Records listed in a dataset
┄┄┄┄┄┄┄┄┄┄
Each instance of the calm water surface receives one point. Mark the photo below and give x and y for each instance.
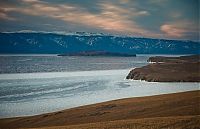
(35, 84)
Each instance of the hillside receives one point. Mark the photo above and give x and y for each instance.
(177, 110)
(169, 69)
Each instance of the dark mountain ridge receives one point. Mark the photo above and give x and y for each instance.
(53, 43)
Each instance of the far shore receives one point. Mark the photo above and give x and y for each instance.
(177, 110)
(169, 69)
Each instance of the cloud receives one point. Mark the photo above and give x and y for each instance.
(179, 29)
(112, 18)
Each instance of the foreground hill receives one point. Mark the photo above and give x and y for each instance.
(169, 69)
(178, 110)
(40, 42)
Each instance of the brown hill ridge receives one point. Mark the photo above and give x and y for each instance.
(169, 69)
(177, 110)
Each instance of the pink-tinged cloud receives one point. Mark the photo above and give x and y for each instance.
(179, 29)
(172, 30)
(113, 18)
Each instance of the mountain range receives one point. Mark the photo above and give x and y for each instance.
┄┄┄┄┄┄┄┄┄┄
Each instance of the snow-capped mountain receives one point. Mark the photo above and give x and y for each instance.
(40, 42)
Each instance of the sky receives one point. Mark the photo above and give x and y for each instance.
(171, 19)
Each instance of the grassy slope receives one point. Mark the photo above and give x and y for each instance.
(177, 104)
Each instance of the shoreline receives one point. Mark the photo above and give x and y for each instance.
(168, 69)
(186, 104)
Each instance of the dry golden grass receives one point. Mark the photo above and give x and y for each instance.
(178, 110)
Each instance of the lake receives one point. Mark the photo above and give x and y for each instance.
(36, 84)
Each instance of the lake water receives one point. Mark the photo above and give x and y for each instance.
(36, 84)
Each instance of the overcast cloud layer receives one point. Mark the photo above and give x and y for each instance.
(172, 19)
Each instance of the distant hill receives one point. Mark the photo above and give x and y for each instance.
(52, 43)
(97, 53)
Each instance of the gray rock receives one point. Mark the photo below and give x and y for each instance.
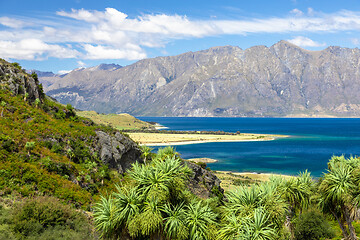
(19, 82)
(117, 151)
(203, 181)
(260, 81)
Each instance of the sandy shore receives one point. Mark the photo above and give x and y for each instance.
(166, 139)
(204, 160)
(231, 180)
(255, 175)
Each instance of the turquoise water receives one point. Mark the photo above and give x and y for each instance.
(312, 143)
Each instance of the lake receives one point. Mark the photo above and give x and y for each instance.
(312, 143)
┄┄┄┄┄┄┄┄┄┄
■ The request:
Reproduce, word for word, the stretch of records from the line containing "Each instance of the hillside" through the line containing "Each instance of the mountain", including both of those lines.

■ Exercise result:
Each instance of the hillside receives one point. Mark the photo above and give x and y for each instance.
(177, 110)
(169, 69)
Each instance of the dark mountain ridge receives one point. Mark the photo above and give x and y for each instance.
(53, 43)
Each instance of the far shore receives one point. Mark the photo above and give x and y for each instance.
(177, 110)
(169, 69)
Each instance of the cloud receives one point. Mark the photo above and give x and y for each instance.
(179, 29)
(112, 18)
Each instance of the foreground hill receives one point. Mark the photo above and give x and y for each instance.
(169, 69)
(178, 110)
(40, 42)
Each instance of the brown hill ridge receives one point. Mark the photo above and give x and y for each instance.
(169, 69)
(177, 110)
Each instance of the pink-tinged cloud receives one point. Mark the photo above and give x and y for each instance.
(179, 29)
(172, 30)
(113, 18)
Each instance of the mountain range receives one point. Mark the photo above and give x and y for each instance.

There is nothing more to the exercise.